→ Activity
Write out the records that follow exactly. Do not include pictures.

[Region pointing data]
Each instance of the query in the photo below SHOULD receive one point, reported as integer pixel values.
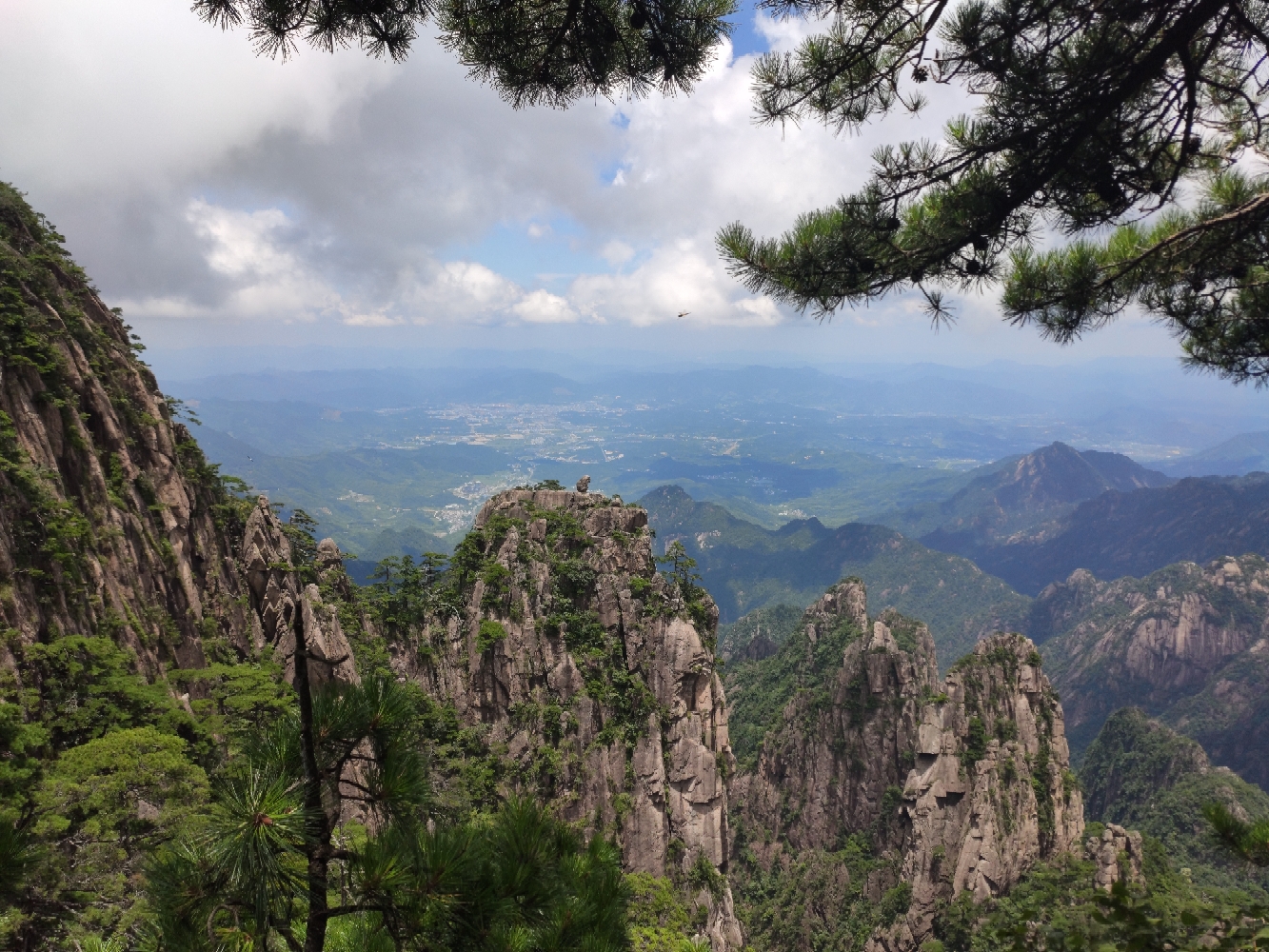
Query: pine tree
(1089, 117)
(282, 864)
(532, 51)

→ Answer space
Each instance of the query in the photo below SHOULD receive one point, reported as integer pixel values.
Query: pine tree
(1089, 117)
(282, 864)
(532, 51)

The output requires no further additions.